Exercise directions — Extend the legal argument about seller liability under the Texas Securities Act, picking up right after its final sentence.

─── Document excerpt

Id. at 922; see also Texas Capital Secs., Inc. v. Sandefer, 58 S.W.3d 760, 776 (Tex. App. - Houston
[1st Dist.] 2001, pet. denied) ("The Act applies if the seller is any link in the chain of the selling
process."). Here, the individual director and officer defendants were a link in the selling process –
they either prepared or signed the offering documents or otherwise were involved in the selling
process. See, e.g., ¶¶83-88, 1020-1027.
       Analogizing to federal case law, defendants make the related argument that they themselves
did not sell the securities directly to plaintiffs because the sales were pursuant to a "firm commitment
offering." See Outside Dir. Br. at 78-79. Defendants' position would render not only the language
of the Texas Securities Act meaningless, but limit the reach of the statute in direct contradiction of
the Texas legislature's intent. "The term 'sell' means 'any act by which a sale is made,' and the term
'sale' or 'offer for sale' shall include ... an offer to sell, directly or by an agent or salesman ...."

──────
─── Information provided

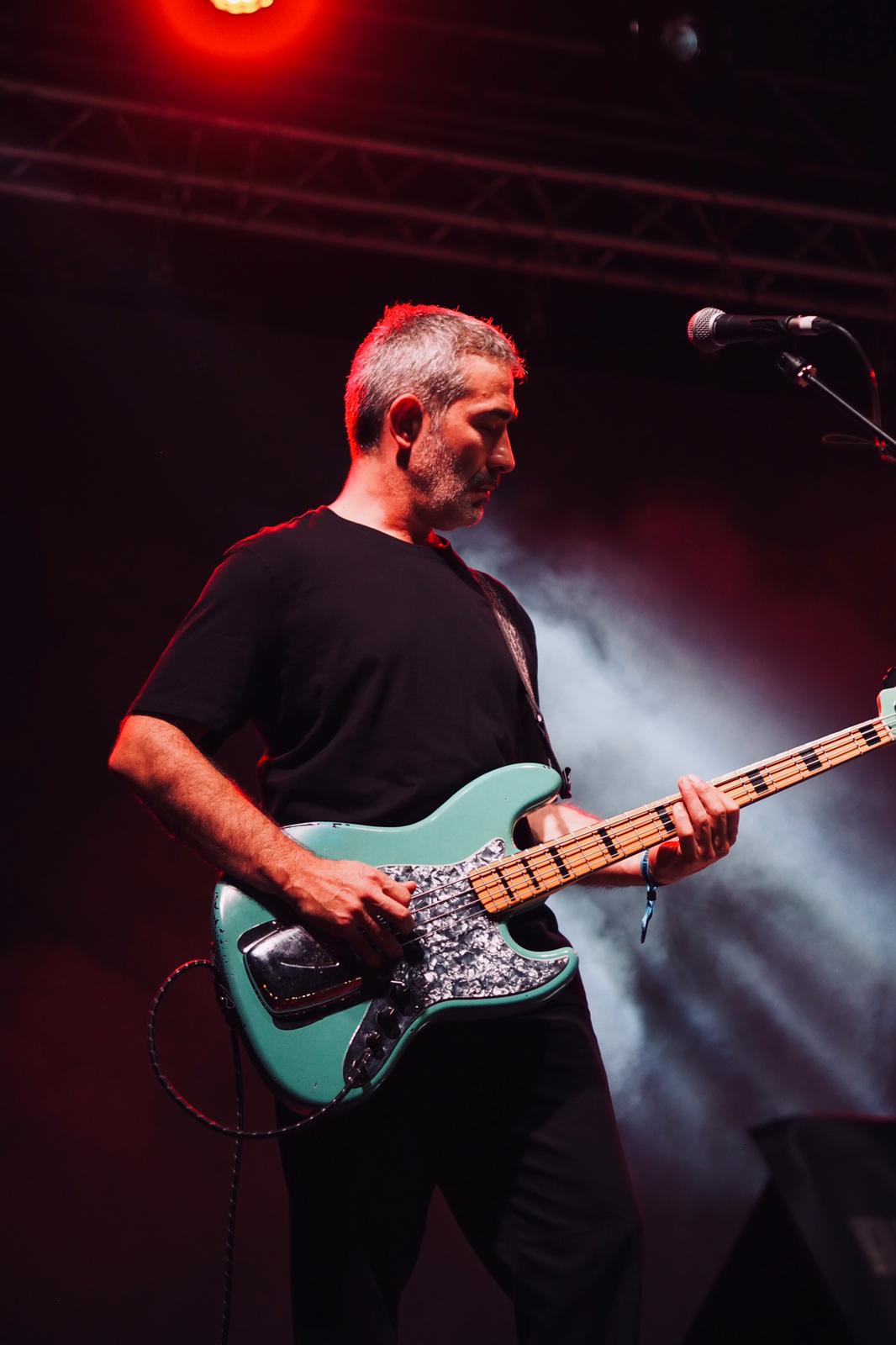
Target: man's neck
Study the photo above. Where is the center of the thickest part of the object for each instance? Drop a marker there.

──────

Expected answer —
                                                 - 99 -
Anheuser-Busch Cos. v. Summit Coffee Co., 934 S.W.2d 705, 707-08 (Tex. App. - Dallas 1996, writ
dism'd) (citing Tex. Rev. Civ. Stat. Ann. art. 581-4(E) (Vernon Supp. 1996)). As the vast majority
of public offerings are firm commitment offerings, whereby the issuer does not sell directly to the
purchasers, the legislature's definition of "sale" clearly was drafted to encompass this process.46
        Notwithstanding the 1977 revisions to the Texas Securities Act, directors and officers remain
liable under art. 581-33 as control persons for actions taken in connection with public offerings "if
they directly or indirectly control a seller, buyer or issuer of a security." Frank v. Bear, 11 S.W.3d
380, 383 (Tex. App. - Houston [14th Dist.] 2000, pet. denied) (citing 581–33F §1). The Frank court
further stated:
        "[T]he rationale for control person liability is that a control person is in a position to
        prevent the violation and may be able to compensate the injured investor when the
        primary violator (e.g., a corporate issuer which has gone bankrupt) is not." The
        comment also notes that "a control person might include an employer, an officer or
        director, a large shareholder, a parent company, and a management company." Id.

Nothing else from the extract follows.